(Beginning of ENTRIES PROVIDED)

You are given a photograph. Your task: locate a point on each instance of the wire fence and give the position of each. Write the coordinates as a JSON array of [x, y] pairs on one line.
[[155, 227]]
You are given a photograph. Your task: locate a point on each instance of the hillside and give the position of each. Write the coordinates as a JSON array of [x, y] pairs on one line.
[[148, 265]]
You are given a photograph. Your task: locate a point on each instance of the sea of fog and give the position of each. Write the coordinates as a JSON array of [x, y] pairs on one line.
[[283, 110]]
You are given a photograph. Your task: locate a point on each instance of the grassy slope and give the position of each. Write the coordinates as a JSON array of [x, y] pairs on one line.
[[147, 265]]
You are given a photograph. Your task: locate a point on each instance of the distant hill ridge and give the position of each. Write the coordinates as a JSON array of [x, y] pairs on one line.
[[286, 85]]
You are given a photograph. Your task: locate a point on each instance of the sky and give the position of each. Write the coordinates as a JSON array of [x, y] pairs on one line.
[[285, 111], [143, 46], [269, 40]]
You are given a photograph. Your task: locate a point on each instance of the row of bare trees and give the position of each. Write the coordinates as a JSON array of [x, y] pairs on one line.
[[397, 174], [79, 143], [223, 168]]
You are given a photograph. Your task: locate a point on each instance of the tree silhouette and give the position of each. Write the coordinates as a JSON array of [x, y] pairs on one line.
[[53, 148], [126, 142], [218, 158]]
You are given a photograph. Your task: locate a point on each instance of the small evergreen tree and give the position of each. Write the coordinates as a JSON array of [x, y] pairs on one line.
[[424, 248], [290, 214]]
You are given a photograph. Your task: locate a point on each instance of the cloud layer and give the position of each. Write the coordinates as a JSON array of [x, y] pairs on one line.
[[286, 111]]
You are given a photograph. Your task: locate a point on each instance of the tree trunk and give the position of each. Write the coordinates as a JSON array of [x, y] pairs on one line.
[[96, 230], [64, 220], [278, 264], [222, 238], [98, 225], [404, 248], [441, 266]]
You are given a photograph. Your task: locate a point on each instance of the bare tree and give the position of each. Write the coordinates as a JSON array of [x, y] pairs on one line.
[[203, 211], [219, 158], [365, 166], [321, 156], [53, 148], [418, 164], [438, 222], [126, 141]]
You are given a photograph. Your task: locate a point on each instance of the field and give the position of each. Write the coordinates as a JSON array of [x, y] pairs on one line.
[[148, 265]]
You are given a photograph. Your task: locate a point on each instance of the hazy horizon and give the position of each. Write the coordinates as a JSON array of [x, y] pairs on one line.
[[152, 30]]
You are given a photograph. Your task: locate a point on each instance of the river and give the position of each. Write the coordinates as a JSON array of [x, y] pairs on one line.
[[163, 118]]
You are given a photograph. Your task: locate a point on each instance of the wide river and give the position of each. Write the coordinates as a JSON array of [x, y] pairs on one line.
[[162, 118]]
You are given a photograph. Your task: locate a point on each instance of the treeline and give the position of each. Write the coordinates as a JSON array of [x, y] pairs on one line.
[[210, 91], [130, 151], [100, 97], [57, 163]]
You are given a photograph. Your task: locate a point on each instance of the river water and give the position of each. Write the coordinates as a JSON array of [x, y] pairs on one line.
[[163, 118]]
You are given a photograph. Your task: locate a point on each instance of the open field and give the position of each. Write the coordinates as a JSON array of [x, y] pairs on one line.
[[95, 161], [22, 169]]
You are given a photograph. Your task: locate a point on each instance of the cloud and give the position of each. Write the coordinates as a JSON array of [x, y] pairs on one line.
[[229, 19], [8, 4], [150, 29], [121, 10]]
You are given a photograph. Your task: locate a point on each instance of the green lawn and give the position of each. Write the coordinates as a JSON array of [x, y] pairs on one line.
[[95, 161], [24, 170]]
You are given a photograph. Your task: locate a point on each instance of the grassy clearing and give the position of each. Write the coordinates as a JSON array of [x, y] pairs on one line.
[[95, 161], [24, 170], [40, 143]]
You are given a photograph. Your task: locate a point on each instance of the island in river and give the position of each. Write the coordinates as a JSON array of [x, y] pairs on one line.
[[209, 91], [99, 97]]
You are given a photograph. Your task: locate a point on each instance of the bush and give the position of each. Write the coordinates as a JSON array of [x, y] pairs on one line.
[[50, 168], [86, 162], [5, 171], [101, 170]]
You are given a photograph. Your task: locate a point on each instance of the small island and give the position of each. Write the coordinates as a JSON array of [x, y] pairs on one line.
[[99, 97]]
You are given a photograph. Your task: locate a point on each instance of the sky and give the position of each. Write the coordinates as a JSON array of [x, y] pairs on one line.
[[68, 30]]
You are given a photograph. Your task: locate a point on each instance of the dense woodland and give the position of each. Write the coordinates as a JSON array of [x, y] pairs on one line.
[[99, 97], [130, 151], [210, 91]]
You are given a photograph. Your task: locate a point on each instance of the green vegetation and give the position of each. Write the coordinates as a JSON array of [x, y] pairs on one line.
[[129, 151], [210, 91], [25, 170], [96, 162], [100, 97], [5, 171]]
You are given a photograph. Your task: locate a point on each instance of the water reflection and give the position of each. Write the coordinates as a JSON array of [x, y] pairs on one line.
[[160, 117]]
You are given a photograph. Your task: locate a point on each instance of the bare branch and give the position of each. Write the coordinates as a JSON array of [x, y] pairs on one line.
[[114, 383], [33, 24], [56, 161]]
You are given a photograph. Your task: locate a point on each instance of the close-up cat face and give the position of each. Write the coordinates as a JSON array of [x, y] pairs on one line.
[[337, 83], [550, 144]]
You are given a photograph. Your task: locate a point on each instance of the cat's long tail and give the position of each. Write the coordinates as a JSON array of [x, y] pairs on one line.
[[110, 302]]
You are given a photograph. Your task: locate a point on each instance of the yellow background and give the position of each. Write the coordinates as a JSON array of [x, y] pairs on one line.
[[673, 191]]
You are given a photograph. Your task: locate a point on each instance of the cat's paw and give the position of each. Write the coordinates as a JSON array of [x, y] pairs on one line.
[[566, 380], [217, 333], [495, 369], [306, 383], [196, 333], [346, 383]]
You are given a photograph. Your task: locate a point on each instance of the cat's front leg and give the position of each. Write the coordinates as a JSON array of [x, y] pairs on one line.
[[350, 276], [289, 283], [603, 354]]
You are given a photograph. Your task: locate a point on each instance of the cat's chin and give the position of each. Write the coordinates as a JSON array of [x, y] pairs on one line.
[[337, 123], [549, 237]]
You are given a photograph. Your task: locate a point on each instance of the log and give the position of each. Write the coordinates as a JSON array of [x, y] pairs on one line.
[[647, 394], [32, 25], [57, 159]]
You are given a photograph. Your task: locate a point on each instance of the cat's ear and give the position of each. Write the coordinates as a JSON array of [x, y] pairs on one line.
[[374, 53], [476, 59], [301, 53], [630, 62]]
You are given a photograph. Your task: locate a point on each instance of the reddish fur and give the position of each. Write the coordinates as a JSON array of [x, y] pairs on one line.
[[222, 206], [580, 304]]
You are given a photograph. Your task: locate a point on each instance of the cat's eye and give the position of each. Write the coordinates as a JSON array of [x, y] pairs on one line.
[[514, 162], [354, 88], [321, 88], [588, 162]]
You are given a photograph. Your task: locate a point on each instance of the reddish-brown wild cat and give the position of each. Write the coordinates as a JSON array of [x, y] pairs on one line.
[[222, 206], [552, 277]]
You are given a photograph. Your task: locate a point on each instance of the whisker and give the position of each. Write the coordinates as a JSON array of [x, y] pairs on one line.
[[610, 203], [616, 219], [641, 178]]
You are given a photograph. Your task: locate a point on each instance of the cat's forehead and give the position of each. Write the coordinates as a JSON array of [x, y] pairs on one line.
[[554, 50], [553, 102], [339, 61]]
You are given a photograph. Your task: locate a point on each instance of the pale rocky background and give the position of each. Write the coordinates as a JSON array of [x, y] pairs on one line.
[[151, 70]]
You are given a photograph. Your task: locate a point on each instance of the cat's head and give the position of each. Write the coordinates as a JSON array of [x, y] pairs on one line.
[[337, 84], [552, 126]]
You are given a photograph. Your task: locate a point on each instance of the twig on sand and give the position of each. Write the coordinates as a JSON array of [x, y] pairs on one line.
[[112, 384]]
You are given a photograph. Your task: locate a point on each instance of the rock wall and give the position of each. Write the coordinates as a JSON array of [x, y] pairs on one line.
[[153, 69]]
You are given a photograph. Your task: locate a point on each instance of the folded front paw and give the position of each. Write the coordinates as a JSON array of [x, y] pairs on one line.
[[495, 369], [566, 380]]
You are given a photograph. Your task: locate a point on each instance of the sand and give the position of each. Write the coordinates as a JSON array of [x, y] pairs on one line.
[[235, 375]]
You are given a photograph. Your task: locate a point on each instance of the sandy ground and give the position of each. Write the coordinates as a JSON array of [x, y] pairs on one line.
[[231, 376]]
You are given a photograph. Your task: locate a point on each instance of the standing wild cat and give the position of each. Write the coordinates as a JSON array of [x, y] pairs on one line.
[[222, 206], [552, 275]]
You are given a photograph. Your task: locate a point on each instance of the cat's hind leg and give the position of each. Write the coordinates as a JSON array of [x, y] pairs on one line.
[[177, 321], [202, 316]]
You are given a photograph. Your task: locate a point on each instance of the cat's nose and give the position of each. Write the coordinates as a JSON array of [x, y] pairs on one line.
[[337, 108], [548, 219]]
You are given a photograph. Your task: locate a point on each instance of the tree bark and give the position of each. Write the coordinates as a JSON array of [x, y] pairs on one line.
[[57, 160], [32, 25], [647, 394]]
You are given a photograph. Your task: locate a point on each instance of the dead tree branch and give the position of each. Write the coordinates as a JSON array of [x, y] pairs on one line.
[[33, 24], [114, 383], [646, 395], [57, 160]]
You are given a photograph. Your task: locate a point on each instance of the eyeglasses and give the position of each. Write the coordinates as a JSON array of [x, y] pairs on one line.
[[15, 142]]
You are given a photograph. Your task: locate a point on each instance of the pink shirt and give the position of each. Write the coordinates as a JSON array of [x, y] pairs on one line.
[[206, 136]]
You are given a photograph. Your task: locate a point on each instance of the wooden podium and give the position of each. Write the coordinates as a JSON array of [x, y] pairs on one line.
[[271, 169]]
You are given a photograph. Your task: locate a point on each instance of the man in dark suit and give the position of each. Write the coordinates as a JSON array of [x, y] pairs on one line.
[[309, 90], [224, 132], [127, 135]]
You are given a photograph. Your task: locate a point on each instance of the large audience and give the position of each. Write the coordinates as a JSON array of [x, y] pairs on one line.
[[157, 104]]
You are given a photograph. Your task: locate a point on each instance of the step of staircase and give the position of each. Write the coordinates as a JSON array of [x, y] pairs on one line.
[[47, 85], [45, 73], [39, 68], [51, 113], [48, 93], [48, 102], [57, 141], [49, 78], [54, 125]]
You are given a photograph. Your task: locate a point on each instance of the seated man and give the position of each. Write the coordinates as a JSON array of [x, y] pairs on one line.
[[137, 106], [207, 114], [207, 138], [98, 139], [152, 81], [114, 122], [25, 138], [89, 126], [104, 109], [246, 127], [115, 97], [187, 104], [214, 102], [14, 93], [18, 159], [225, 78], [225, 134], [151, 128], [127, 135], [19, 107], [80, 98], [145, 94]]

(End of ENTRIES PROVIDED)

● **THE PROBLEM**: Word for word, repeat the line holding "of the large" and all lines after it through the end of the entries above.

● **EXPECTED ANSWER**:
You are given a photograph. Your task: locate a point on each instance of the large audience and give the position of each. Write the coordinates as a JSON array of [x, y] pairs on one line.
[[157, 104]]
You are given a photograph. Your task: locate a point on each instance of the step of staircase and give the position of each. Write the coordinates as a JSON array of [x, y] pairs on one line.
[[47, 85], [45, 73], [39, 68], [51, 113], [48, 93], [48, 102], [57, 141], [49, 78], [54, 125]]
You are given a photograph. Your task: locate a point on each instance of the seated man and give the position of each. Write the coordinates as a JSON array of [x, y] pairs on one line.
[[137, 106], [207, 114], [207, 138], [98, 139], [152, 81], [114, 122], [25, 138], [89, 126], [104, 109], [246, 127], [115, 97], [187, 104], [214, 102], [14, 93], [18, 159], [225, 78], [225, 134], [151, 128], [127, 135], [19, 107], [80, 98], [145, 94]]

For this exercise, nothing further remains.